> _Problem description_: Output every line of the data below as a JSON array of strings, one string per line, and omit any blank lines.

[Entries from a point annotation data set]
----------
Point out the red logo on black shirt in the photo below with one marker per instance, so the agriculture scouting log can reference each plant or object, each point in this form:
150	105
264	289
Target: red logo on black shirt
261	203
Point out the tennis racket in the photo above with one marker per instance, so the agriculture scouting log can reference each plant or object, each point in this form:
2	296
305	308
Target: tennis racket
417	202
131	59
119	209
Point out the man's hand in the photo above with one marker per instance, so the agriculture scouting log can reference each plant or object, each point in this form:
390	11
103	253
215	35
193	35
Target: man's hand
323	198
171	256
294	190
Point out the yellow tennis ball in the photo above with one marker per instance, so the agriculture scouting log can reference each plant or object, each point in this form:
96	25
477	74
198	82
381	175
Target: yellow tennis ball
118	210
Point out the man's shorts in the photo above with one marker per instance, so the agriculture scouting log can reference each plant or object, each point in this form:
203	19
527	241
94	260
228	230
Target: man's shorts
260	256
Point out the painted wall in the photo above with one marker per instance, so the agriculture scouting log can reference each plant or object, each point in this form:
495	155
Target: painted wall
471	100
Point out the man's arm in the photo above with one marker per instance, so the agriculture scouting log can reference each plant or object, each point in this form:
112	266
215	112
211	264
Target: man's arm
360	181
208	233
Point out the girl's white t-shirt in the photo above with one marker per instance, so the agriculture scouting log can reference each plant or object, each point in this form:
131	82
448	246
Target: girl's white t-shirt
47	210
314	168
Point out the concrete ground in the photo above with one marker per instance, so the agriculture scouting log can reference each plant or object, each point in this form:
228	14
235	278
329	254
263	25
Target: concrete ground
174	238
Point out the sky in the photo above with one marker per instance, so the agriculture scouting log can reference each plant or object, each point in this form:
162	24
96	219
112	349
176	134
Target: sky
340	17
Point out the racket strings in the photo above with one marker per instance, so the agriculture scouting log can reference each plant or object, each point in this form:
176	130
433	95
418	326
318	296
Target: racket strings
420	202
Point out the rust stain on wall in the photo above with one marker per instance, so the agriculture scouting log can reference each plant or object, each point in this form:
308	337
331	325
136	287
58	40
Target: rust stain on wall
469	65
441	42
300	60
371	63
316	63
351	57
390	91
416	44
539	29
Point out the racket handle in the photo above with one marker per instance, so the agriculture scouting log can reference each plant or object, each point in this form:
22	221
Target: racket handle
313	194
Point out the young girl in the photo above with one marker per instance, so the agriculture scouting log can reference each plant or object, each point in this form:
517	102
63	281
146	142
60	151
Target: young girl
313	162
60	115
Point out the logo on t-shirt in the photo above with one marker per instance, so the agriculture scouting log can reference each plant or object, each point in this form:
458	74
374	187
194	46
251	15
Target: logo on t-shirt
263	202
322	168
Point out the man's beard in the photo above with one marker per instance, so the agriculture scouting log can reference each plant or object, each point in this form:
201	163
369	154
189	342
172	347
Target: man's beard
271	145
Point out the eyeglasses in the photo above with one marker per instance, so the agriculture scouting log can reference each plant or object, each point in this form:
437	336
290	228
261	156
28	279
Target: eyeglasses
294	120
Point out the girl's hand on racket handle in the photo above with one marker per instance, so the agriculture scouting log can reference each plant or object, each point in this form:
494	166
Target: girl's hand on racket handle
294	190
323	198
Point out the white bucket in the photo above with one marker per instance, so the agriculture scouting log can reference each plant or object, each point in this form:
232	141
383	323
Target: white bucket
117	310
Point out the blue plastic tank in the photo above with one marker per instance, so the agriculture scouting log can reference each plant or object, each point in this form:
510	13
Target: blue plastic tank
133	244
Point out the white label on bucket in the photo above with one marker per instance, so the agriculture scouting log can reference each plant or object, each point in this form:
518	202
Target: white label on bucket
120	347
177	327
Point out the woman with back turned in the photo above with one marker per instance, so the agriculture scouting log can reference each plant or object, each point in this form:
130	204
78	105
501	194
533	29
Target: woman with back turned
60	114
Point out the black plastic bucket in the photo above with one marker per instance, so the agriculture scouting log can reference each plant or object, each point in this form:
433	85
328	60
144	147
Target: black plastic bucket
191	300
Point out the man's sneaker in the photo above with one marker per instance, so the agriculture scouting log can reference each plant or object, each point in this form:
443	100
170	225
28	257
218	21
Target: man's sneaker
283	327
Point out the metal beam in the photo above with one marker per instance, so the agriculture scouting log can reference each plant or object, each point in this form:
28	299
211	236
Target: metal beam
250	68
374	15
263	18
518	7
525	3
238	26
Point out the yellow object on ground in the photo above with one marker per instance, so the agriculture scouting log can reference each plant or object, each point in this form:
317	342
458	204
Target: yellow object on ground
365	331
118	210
----------
> _Task result_:
[
  "Point out the red logo on black shirt in the photo below with one marker per instance, so the agriculture scouting log can reference each plant or object, each point in this form:",
  "150\t105",
  "264\t289",
  "Target: red logo on black shirt",
  "261\t203",
  "Point out the tennis racket in the photo above with one marker per instance, so the agriculture scouting log can reference each plant or object, each point in this form:",
  "2\t296",
  "305\t308",
  "Target: tennis racket",
  "417\t202",
  "131\t59",
  "119\t209",
  "Point out the man's hand in the photo above with one marker per instance, so the agriculture scouting log can reference each plant or object, each point in this form:",
  "390\t11",
  "103\t253",
  "215\t35",
  "193\t35",
  "Target: man's hand",
  "323\t198",
  "171\t256",
  "294\t190",
  "Point out the yellow tennis ball in the photo above with one marker per instance, so the agriculture scouting log can reference each plant or object, each point in this form:",
  "96\t25",
  "477\t74",
  "198\t82",
  "381\t175",
  "Target: yellow tennis ball",
  "118\t210",
  "Point out the man's shorts in the photo above with one marker per instance, so the agriculture scouting log can reference each plant or object, each point in this form:",
  "203\t19",
  "527\t241",
  "94\t260",
  "228\t230",
  "Target: man's shorts",
  "260\t256",
  "Point out the painted wall in the photo above with one marker per instance, so the agriculture scouting log can reference each plant or object, each point in this form:",
  "495\t155",
  "Target: painted wall",
  "471\t100",
  "Point out the man's arm in the photo above with one marker per instance, so the agriculture scouting log can reference each plant or object, each point in this form:",
  "112\t266",
  "215\t112",
  "211\t264",
  "Target: man's arm",
  "360\t181",
  "208\t233",
  "Point out the girl's white t-shirt in the photo above with one marker per instance, so the agriculture scouting log can reference each plant or object, each point in this form:",
  "131\t82",
  "448\t246",
  "Target: girl's white t-shirt",
  "47\t210",
  "314\t168",
  "Point out the concrete ground in the photo above with one marker per instance, so the agriculture scouting log can reference each plant or object, each point in this form:",
  "228\t14",
  "235\t278",
  "329\t254",
  "263\t25",
  "Target: concrete ground",
  "174\t238",
  "Point out the sky in the photo above with one marker per instance, so the agriculture scouting log can reference each plant or object, each point in this form:",
  "162\t24",
  "96\t219",
  "112\t349",
  "176\t134",
  "Target: sky",
  "340\t17",
  "Point out the racket strings in the photo above with one marker per instance, so the agriculture scouting log can reference each plant or object, each point in this form:",
  "176\t130",
  "433\t95",
  "418\t326",
  "318\t296",
  "Target: racket strings",
  "420\t202",
  "Point out the rust stain on wall in the photo above with one marker per instance, so the agriculture scouting log can reference each plant or object, each point in this form:",
  "308\t337",
  "331\t325",
  "136\t287",
  "58\t40",
  "Target: rust stain on wall",
  "469\t65",
  "441\t42",
  "300\t60",
  "371\t63",
  "316\t63",
  "351\t57",
  "390\t91",
  "416\t44",
  "539\t29",
  "Point out the racket handle in the photo above with one marker per instance, so the agriculture scouting log can reference each plant or object, each point in this form:",
  "22\t221",
  "Target: racket handle",
  "313\t194",
  "Point out the young girl in the photo above with one marker per instance, so the agriculture scouting log can reference each plant or object, each point in this form:",
  "517\t102",
  "63\t281",
  "146\t142",
  "60\t151",
  "Target: young girl",
  "313\t162",
  "60\t115",
  "Point out the logo on t-shirt in the photo above with one marker per instance, so the agriculture scouting log can reference each plant or object, each point in this form:",
  "458\t74",
  "374\t187",
  "194\t46",
  "251\t15",
  "Target: logo on t-shirt",
  "263\t202",
  "322\t168",
  "Point out the man's beard in the photo above with one marker per instance, so the agriculture scouting log can reference each plant or object, each point in this form:",
  "201\t163",
  "369\t154",
  "189\t342",
  "172\t347",
  "Target: man's beard",
  "271\t145",
  "Point out the eyeglasses in the photo above with one marker per instance, so the agriculture scouting log can reference each plant or object, each point in this form:",
  "437\t336",
  "290\t228",
  "261\t156",
  "28\t279",
  "Target: eyeglasses",
  "294\t120",
  "Point out the girl's hand on racket handle in the photo above with one marker per instance, so the agriculture scouting log can reference each plant or object, each point in this form:",
  "494\t166",
  "Target: girl's hand on racket handle",
  "294\t190",
  "323\t198",
  "Point out the white bucket in the photo above with one marker per instance, so the agriculture scouting log can reference each plant or object, each point in this form:",
  "232\t141",
  "383\t323",
  "Target: white bucket",
  "117\t310",
  "Point out the blue plastic tank in the photo above with one marker per instance, so the agriculture scouting log can reference each plant or object, each point in this form:",
  "510\t13",
  "Target: blue plastic tank",
  "133\t244",
  "Point out the white label on bucket in the photo above with one marker per instance, so the agriculture scouting log can reference each plant or object, each point in this form:",
  "518\t202",
  "Target: white label on bucket",
  "120\t347",
  "177\t327",
  "Point out the woman with back turned in the photo above with one marker per instance, so the agriculture scouting log can reference each plant or object, each point in this form:",
  "130\t204",
  "78\t105",
  "501\t194",
  "533\t29",
  "Target: woman with back turned",
  "60\t114",
  "Point out the black plastic bucket in the photo above with one marker per instance, so the agriculture scouting log can reference each plant or object, each point in this form:",
  "433\t85",
  "328\t60",
  "144\t147",
  "Target: black plastic bucket",
  "191\t300",
  "Point out the man's sneaker in the photo above with one marker per instance, so the agriculture scouting log can reference each plant or object, each point in this form:",
  "443\t100",
  "170\t225",
  "28\t257",
  "218\t21",
  "Target: man's sneaker",
  "283\t327",
  "Point out the metal beam in the photo above with one marker per instance, so the agriculture scouting log can reference each plant or object, each point in this form:",
  "28\t299",
  "211\t236",
  "Target: metal beam",
  "250\t68",
  "374\t15",
  "263\t18",
  "518\t7",
  "525\t3",
  "238\t26",
  "Point out the yellow object on ground in the photo above with one marker per instance, so the agriculture scouting log can reference each plant or object, each point in this form:",
  "317\t342",
  "458\t204",
  "Target: yellow object on ground",
  "365\t331",
  "118\t210"
]